Exercise objective: Lines that contain "distant" are to be copied from the material, every one of them.

Start of Block

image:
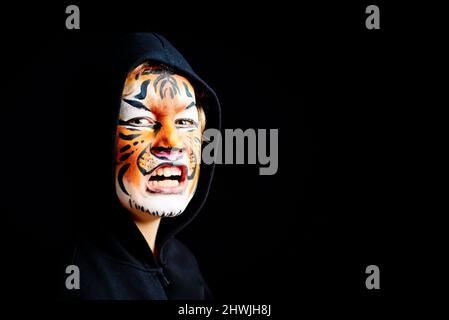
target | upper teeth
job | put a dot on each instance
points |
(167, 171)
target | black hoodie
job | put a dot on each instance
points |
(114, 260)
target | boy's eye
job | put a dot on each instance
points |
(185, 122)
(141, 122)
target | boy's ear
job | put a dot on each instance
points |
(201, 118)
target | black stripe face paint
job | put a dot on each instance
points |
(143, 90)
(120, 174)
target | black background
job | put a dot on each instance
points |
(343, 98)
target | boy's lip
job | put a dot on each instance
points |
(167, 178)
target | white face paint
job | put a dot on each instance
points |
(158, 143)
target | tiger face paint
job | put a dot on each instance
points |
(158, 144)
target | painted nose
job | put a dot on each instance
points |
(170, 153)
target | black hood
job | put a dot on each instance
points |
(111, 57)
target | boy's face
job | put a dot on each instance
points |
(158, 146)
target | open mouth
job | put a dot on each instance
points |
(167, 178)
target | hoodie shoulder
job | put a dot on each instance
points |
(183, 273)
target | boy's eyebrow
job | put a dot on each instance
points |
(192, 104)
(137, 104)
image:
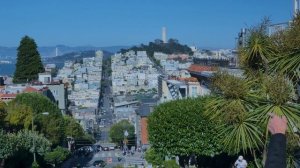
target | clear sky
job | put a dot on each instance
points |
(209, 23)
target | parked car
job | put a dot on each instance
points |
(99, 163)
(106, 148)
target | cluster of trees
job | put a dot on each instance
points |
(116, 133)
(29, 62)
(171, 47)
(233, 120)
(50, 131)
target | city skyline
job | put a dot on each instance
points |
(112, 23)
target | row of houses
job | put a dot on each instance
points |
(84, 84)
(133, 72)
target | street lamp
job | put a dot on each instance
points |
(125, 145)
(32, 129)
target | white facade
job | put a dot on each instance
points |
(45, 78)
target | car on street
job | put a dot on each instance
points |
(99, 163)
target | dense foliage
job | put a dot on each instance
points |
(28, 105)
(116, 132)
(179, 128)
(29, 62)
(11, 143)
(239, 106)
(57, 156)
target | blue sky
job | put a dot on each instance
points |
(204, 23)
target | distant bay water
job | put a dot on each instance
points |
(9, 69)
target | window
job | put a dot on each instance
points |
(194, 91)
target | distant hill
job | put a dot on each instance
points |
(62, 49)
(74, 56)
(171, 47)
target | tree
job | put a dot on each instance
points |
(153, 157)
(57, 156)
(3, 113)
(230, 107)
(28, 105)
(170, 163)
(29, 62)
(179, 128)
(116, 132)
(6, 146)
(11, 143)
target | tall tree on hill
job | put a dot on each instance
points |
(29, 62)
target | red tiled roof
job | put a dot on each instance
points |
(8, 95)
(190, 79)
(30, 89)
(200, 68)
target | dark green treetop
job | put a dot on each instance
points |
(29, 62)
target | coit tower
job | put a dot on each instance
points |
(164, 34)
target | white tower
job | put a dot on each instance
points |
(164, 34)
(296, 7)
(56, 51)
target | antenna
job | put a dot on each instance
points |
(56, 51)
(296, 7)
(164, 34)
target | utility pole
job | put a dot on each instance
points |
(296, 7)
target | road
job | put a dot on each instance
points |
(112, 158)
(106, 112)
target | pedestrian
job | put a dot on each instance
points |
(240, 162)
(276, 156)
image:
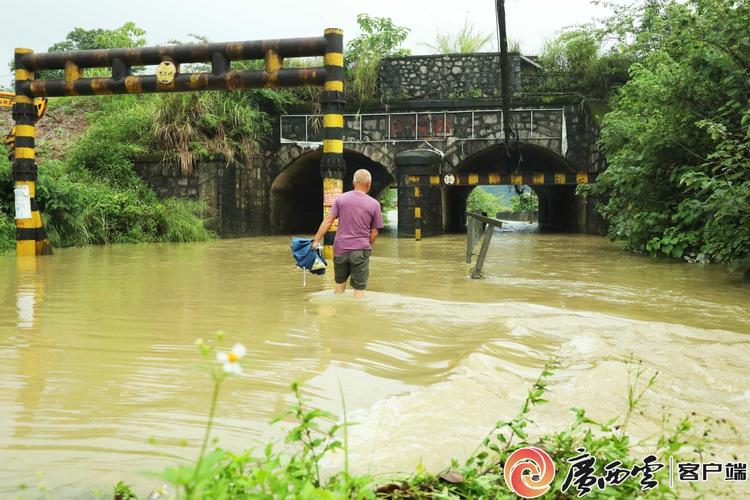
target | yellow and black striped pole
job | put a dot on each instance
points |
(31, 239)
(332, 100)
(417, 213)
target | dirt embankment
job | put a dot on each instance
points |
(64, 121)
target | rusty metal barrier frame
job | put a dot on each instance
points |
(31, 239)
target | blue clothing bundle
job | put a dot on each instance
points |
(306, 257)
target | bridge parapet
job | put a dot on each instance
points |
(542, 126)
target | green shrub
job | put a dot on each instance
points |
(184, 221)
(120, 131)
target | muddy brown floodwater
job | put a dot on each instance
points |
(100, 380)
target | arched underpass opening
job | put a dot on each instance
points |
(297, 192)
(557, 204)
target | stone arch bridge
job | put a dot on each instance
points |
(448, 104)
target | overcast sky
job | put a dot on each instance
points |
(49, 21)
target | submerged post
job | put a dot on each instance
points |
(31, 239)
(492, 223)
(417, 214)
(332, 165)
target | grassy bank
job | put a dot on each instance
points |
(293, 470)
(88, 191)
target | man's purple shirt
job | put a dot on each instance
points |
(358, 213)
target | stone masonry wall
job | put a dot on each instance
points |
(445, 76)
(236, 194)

End of Block
Start of Block

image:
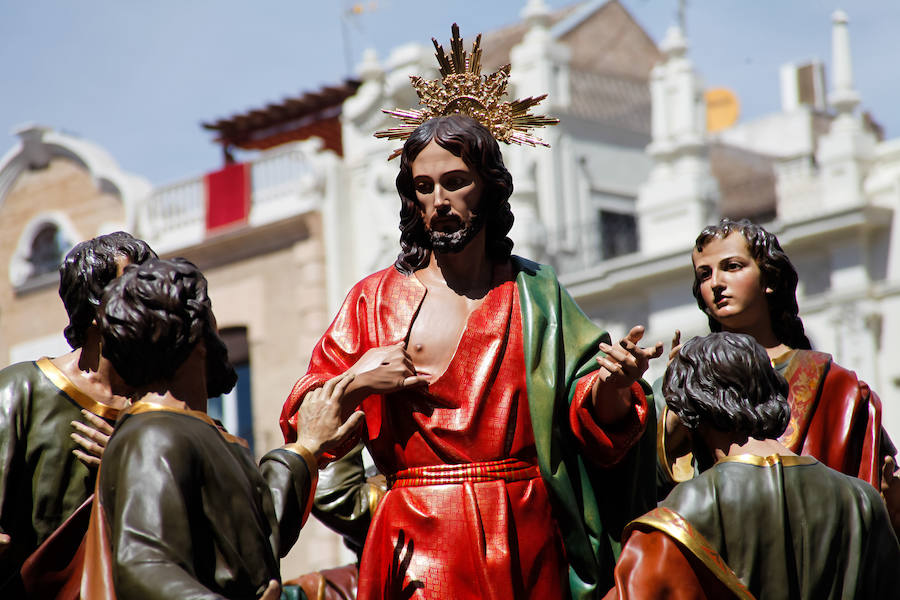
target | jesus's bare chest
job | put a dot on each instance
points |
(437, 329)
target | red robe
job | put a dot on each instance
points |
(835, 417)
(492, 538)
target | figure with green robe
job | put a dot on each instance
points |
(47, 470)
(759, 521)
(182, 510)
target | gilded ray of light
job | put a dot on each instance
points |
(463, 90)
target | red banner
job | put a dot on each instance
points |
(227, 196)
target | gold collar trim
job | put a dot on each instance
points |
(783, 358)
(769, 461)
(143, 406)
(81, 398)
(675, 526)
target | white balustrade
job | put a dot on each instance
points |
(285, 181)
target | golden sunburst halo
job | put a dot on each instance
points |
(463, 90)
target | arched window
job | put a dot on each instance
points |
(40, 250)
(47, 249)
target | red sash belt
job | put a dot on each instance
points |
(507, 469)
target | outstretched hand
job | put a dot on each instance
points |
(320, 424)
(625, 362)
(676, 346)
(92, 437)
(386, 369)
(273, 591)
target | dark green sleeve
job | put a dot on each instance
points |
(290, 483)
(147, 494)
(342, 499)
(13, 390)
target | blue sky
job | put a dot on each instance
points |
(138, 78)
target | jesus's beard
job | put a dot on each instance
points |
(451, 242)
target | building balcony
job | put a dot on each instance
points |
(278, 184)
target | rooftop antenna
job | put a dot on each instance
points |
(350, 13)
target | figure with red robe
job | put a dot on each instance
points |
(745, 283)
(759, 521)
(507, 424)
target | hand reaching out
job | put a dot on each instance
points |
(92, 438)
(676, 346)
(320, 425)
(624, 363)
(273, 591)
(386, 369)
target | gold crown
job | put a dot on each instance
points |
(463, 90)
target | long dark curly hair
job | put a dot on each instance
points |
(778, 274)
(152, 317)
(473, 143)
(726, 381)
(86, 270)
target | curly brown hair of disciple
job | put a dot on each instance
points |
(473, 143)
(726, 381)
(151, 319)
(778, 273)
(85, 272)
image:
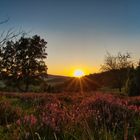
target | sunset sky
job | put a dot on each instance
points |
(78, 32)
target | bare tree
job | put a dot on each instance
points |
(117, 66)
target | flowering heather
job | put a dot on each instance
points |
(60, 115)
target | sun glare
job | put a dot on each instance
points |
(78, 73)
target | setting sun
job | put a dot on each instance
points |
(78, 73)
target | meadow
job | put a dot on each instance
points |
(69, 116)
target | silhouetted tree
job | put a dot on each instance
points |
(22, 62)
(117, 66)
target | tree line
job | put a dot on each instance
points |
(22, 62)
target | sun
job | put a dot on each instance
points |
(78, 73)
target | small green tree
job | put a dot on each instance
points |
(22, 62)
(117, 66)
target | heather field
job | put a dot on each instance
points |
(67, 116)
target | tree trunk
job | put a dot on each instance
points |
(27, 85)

End of Block

Solution:
target | distant bay water
target | distant hill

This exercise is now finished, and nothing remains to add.